**WHAT IS EXPECTED**:
A line belongs in the answer if it contains "chopped"; copy every such line from the entries below.

**INFORMATION**:
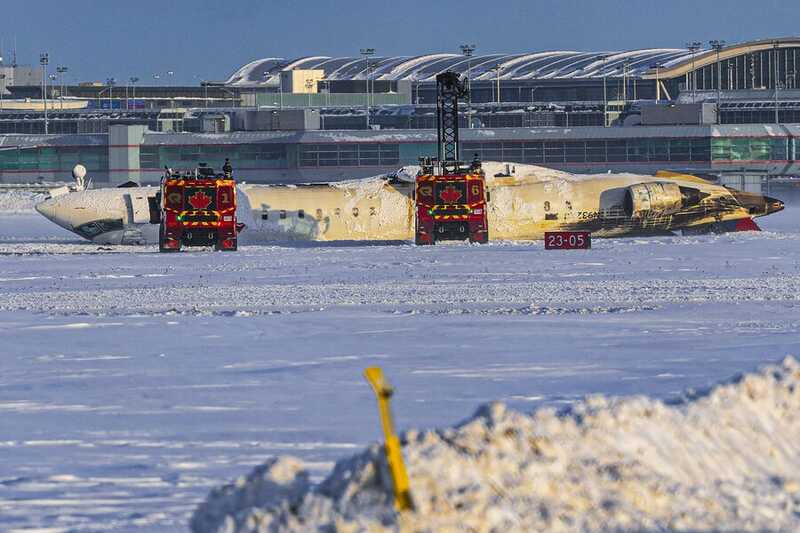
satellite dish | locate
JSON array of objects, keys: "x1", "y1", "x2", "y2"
[
  {"x1": 72, "y1": 164, "x2": 87, "y2": 181},
  {"x1": 72, "y1": 164, "x2": 88, "y2": 191}
]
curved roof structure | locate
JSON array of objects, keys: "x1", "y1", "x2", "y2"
[
  {"x1": 641, "y1": 36, "x2": 800, "y2": 79},
  {"x1": 224, "y1": 48, "x2": 695, "y2": 87}
]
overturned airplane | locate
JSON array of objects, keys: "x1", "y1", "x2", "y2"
[{"x1": 35, "y1": 162, "x2": 784, "y2": 246}]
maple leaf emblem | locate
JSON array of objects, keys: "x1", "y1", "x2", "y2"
[
  {"x1": 188, "y1": 190, "x2": 212, "y2": 210},
  {"x1": 439, "y1": 185, "x2": 462, "y2": 204}
]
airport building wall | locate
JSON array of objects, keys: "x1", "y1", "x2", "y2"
[{"x1": 0, "y1": 125, "x2": 798, "y2": 188}]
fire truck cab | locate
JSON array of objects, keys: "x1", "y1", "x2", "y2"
[
  {"x1": 158, "y1": 163, "x2": 239, "y2": 252},
  {"x1": 414, "y1": 72, "x2": 489, "y2": 245}
]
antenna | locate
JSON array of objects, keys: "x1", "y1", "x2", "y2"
[{"x1": 12, "y1": 35, "x2": 17, "y2": 67}]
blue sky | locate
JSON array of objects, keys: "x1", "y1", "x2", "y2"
[{"x1": 1, "y1": 0, "x2": 798, "y2": 85}]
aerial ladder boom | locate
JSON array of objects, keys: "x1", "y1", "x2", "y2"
[{"x1": 436, "y1": 72, "x2": 469, "y2": 174}]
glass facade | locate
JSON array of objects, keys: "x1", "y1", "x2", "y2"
[
  {"x1": 139, "y1": 144, "x2": 288, "y2": 170},
  {"x1": 711, "y1": 138, "x2": 788, "y2": 161},
  {"x1": 0, "y1": 134, "x2": 795, "y2": 179},
  {"x1": 298, "y1": 143, "x2": 399, "y2": 167},
  {"x1": 462, "y1": 138, "x2": 712, "y2": 164},
  {"x1": 293, "y1": 138, "x2": 791, "y2": 167},
  {"x1": 0, "y1": 146, "x2": 107, "y2": 171}
]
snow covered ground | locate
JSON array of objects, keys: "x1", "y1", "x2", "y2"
[{"x1": 1, "y1": 199, "x2": 800, "y2": 531}]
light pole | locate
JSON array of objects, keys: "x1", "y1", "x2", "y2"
[
  {"x1": 774, "y1": 41, "x2": 780, "y2": 124},
  {"x1": 460, "y1": 44, "x2": 476, "y2": 128},
  {"x1": 0, "y1": 73, "x2": 5, "y2": 111},
  {"x1": 152, "y1": 73, "x2": 160, "y2": 105},
  {"x1": 709, "y1": 40, "x2": 726, "y2": 123},
  {"x1": 166, "y1": 71, "x2": 175, "y2": 109},
  {"x1": 686, "y1": 41, "x2": 702, "y2": 101},
  {"x1": 621, "y1": 60, "x2": 630, "y2": 103},
  {"x1": 106, "y1": 78, "x2": 116, "y2": 109},
  {"x1": 200, "y1": 79, "x2": 208, "y2": 108},
  {"x1": 129, "y1": 77, "x2": 139, "y2": 110},
  {"x1": 360, "y1": 48, "x2": 375, "y2": 129},
  {"x1": 727, "y1": 61, "x2": 734, "y2": 91},
  {"x1": 305, "y1": 78, "x2": 314, "y2": 107},
  {"x1": 40, "y1": 53, "x2": 49, "y2": 134},
  {"x1": 652, "y1": 63, "x2": 664, "y2": 103},
  {"x1": 57, "y1": 66, "x2": 68, "y2": 110},
  {"x1": 527, "y1": 87, "x2": 538, "y2": 127},
  {"x1": 321, "y1": 79, "x2": 330, "y2": 106},
  {"x1": 489, "y1": 65, "x2": 502, "y2": 105},
  {"x1": 262, "y1": 70, "x2": 279, "y2": 109},
  {"x1": 49, "y1": 74, "x2": 57, "y2": 112},
  {"x1": 599, "y1": 56, "x2": 609, "y2": 126}
]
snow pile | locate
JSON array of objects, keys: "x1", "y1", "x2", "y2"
[
  {"x1": 0, "y1": 190, "x2": 47, "y2": 215},
  {"x1": 192, "y1": 357, "x2": 800, "y2": 532}
]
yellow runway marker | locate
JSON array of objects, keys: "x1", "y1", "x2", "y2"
[{"x1": 363, "y1": 367, "x2": 414, "y2": 512}]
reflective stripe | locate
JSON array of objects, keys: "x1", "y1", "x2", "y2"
[{"x1": 433, "y1": 214, "x2": 469, "y2": 220}]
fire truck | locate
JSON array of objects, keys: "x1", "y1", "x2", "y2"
[
  {"x1": 158, "y1": 162, "x2": 240, "y2": 252},
  {"x1": 415, "y1": 72, "x2": 488, "y2": 245}
]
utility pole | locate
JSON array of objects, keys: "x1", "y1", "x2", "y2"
[
  {"x1": 686, "y1": 41, "x2": 702, "y2": 101},
  {"x1": 360, "y1": 48, "x2": 375, "y2": 129},
  {"x1": 709, "y1": 40, "x2": 726, "y2": 124},
  {"x1": 40, "y1": 53, "x2": 49, "y2": 134},
  {"x1": 460, "y1": 44, "x2": 475, "y2": 128}
]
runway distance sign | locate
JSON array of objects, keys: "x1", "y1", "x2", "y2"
[{"x1": 544, "y1": 231, "x2": 591, "y2": 250}]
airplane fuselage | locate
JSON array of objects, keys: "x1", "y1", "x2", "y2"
[{"x1": 34, "y1": 163, "x2": 783, "y2": 245}]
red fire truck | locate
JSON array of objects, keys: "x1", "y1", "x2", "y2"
[
  {"x1": 415, "y1": 167, "x2": 488, "y2": 244},
  {"x1": 414, "y1": 72, "x2": 488, "y2": 245},
  {"x1": 158, "y1": 163, "x2": 240, "y2": 252}
]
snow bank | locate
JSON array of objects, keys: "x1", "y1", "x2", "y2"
[
  {"x1": 0, "y1": 190, "x2": 47, "y2": 215},
  {"x1": 192, "y1": 357, "x2": 800, "y2": 532}
]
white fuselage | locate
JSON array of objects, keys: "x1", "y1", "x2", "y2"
[{"x1": 34, "y1": 162, "x2": 773, "y2": 245}]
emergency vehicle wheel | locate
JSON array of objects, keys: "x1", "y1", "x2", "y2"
[
  {"x1": 414, "y1": 234, "x2": 433, "y2": 245},
  {"x1": 470, "y1": 233, "x2": 488, "y2": 244},
  {"x1": 158, "y1": 239, "x2": 180, "y2": 252},
  {"x1": 158, "y1": 227, "x2": 180, "y2": 253},
  {"x1": 215, "y1": 236, "x2": 238, "y2": 251}
]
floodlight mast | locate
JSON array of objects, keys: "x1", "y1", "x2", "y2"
[
  {"x1": 435, "y1": 71, "x2": 468, "y2": 175},
  {"x1": 460, "y1": 44, "x2": 476, "y2": 128},
  {"x1": 686, "y1": 41, "x2": 702, "y2": 101}
]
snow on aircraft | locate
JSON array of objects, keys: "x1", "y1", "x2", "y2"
[{"x1": 34, "y1": 162, "x2": 784, "y2": 245}]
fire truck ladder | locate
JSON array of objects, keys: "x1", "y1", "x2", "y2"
[{"x1": 435, "y1": 72, "x2": 469, "y2": 175}]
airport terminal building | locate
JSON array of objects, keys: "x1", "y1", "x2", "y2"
[{"x1": 2, "y1": 37, "x2": 800, "y2": 193}]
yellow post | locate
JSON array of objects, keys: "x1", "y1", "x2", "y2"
[{"x1": 363, "y1": 367, "x2": 414, "y2": 512}]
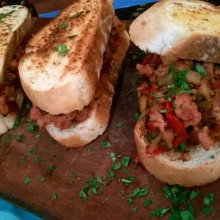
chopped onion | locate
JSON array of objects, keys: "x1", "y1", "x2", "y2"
[
  {"x1": 186, "y1": 70, "x2": 201, "y2": 85},
  {"x1": 198, "y1": 80, "x2": 211, "y2": 101}
]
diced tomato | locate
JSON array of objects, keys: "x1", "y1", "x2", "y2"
[
  {"x1": 173, "y1": 133, "x2": 188, "y2": 147},
  {"x1": 147, "y1": 122, "x2": 158, "y2": 131},
  {"x1": 211, "y1": 80, "x2": 220, "y2": 89},
  {"x1": 146, "y1": 146, "x2": 165, "y2": 157},
  {"x1": 142, "y1": 54, "x2": 162, "y2": 66},
  {"x1": 166, "y1": 112, "x2": 186, "y2": 134}
]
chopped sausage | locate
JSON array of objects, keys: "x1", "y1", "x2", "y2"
[{"x1": 149, "y1": 111, "x2": 167, "y2": 133}]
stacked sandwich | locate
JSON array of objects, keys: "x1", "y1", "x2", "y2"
[
  {"x1": 130, "y1": 0, "x2": 220, "y2": 186},
  {"x1": 0, "y1": 5, "x2": 31, "y2": 134},
  {"x1": 19, "y1": 0, "x2": 130, "y2": 147}
]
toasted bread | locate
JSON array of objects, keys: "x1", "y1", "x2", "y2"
[
  {"x1": 0, "y1": 5, "x2": 31, "y2": 82},
  {"x1": 46, "y1": 19, "x2": 130, "y2": 147},
  {"x1": 19, "y1": 0, "x2": 115, "y2": 115},
  {"x1": 134, "y1": 118, "x2": 220, "y2": 187},
  {"x1": 129, "y1": 0, "x2": 220, "y2": 63}
]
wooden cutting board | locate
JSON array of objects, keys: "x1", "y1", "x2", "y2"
[{"x1": 0, "y1": 18, "x2": 219, "y2": 220}]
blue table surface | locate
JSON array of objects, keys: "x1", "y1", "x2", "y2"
[{"x1": 0, "y1": 0, "x2": 157, "y2": 219}]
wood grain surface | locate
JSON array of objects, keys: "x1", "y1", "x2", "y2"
[{"x1": 0, "y1": 18, "x2": 219, "y2": 220}]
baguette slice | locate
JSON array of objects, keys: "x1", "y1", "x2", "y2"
[
  {"x1": 0, "y1": 5, "x2": 31, "y2": 82},
  {"x1": 45, "y1": 19, "x2": 130, "y2": 147},
  {"x1": 134, "y1": 118, "x2": 220, "y2": 187},
  {"x1": 129, "y1": 0, "x2": 220, "y2": 63},
  {"x1": 19, "y1": 0, "x2": 115, "y2": 115}
]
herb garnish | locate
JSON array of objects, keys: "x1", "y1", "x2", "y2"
[
  {"x1": 143, "y1": 198, "x2": 152, "y2": 207},
  {"x1": 34, "y1": 157, "x2": 41, "y2": 163},
  {"x1": 12, "y1": 117, "x2": 21, "y2": 129},
  {"x1": 201, "y1": 192, "x2": 214, "y2": 215},
  {"x1": 47, "y1": 165, "x2": 56, "y2": 176},
  {"x1": 54, "y1": 44, "x2": 68, "y2": 55},
  {"x1": 60, "y1": 23, "x2": 68, "y2": 29},
  {"x1": 53, "y1": 193, "x2": 57, "y2": 200},
  {"x1": 102, "y1": 141, "x2": 111, "y2": 148},
  {"x1": 68, "y1": 35, "x2": 78, "y2": 39},
  {"x1": 21, "y1": 156, "x2": 27, "y2": 166},
  {"x1": 195, "y1": 64, "x2": 206, "y2": 75},
  {"x1": 115, "y1": 122, "x2": 123, "y2": 128},
  {"x1": 15, "y1": 135, "x2": 23, "y2": 142},
  {"x1": 40, "y1": 177, "x2": 45, "y2": 182},
  {"x1": 24, "y1": 177, "x2": 31, "y2": 185},
  {"x1": 28, "y1": 124, "x2": 38, "y2": 133}
]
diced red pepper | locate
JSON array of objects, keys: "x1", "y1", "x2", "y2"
[
  {"x1": 147, "y1": 122, "x2": 158, "y2": 131},
  {"x1": 165, "y1": 101, "x2": 172, "y2": 113},
  {"x1": 146, "y1": 146, "x2": 165, "y2": 157}
]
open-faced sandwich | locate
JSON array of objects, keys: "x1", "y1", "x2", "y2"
[
  {"x1": 129, "y1": 0, "x2": 220, "y2": 186},
  {"x1": 19, "y1": 0, "x2": 130, "y2": 147}
]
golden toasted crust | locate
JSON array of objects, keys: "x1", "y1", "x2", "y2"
[
  {"x1": 134, "y1": 119, "x2": 220, "y2": 187},
  {"x1": 19, "y1": 0, "x2": 115, "y2": 115},
  {"x1": 0, "y1": 5, "x2": 31, "y2": 82},
  {"x1": 46, "y1": 19, "x2": 130, "y2": 147},
  {"x1": 129, "y1": 0, "x2": 220, "y2": 63}
]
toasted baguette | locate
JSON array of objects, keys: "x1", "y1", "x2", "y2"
[
  {"x1": 134, "y1": 118, "x2": 220, "y2": 187},
  {"x1": 0, "y1": 5, "x2": 31, "y2": 82},
  {"x1": 19, "y1": 0, "x2": 115, "y2": 115},
  {"x1": 45, "y1": 19, "x2": 130, "y2": 147},
  {"x1": 129, "y1": 0, "x2": 220, "y2": 63}
]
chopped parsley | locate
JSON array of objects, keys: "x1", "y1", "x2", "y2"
[
  {"x1": 12, "y1": 117, "x2": 21, "y2": 129},
  {"x1": 20, "y1": 156, "x2": 27, "y2": 166},
  {"x1": 102, "y1": 141, "x2": 111, "y2": 148},
  {"x1": 28, "y1": 149, "x2": 36, "y2": 155},
  {"x1": 53, "y1": 193, "x2": 57, "y2": 200},
  {"x1": 15, "y1": 135, "x2": 23, "y2": 142},
  {"x1": 124, "y1": 167, "x2": 130, "y2": 174},
  {"x1": 210, "y1": 155, "x2": 215, "y2": 159},
  {"x1": 28, "y1": 124, "x2": 38, "y2": 133},
  {"x1": 54, "y1": 44, "x2": 68, "y2": 55},
  {"x1": 110, "y1": 153, "x2": 116, "y2": 163},
  {"x1": 113, "y1": 162, "x2": 121, "y2": 170},
  {"x1": 201, "y1": 192, "x2": 214, "y2": 216},
  {"x1": 150, "y1": 207, "x2": 170, "y2": 217},
  {"x1": 25, "y1": 102, "x2": 32, "y2": 110},
  {"x1": 8, "y1": 27, "x2": 12, "y2": 31},
  {"x1": 195, "y1": 64, "x2": 206, "y2": 75},
  {"x1": 34, "y1": 157, "x2": 41, "y2": 163},
  {"x1": 121, "y1": 157, "x2": 130, "y2": 167},
  {"x1": 47, "y1": 165, "x2": 56, "y2": 176},
  {"x1": 133, "y1": 206, "x2": 138, "y2": 212},
  {"x1": 115, "y1": 121, "x2": 123, "y2": 128},
  {"x1": 68, "y1": 35, "x2": 78, "y2": 39},
  {"x1": 24, "y1": 177, "x2": 31, "y2": 185},
  {"x1": 134, "y1": 112, "x2": 142, "y2": 120},
  {"x1": 72, "y1": 172, "x2": 77, "y2": 178},
  {"x1": 60, "y1": 23, "x2": 68, "y2": 28},
  {"x1": 70, "y1": 197, "x2": 74, "y2": 201},
  {"x1": 0, "y1": 11, "x2": 13, "y2": 23},
  {"x1": 104, "y1": 196, "x2": 109, "y2": 202},
  {"x1": 143, "y1": 198, "x2": 152, "y2": 207},
  {"x1": 190, "y1": 190, "x2": 200, "y2": 200},
  {"x1": 40, "y1": 177, "x2": 45, "y2": 182},
  {"x1": 35, "y1": 134, "x2": 41, "y2": 139},
  {"x1": 51, "y1": 37, "x2": 55, "y2": 41},
  {"x1": 179, "y1": 143, "x2": 187, "y2": 152},
  {"x1": 87, "y1": 147, "x2": 93, "y2": 152},
  {"x1": 2, "y1": 133, "x2": 12, "y2": 144}
]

**ANSWER FOR THE TASK**:
chopped onion | locate
chopped sausage | locate
chopped parsley | locate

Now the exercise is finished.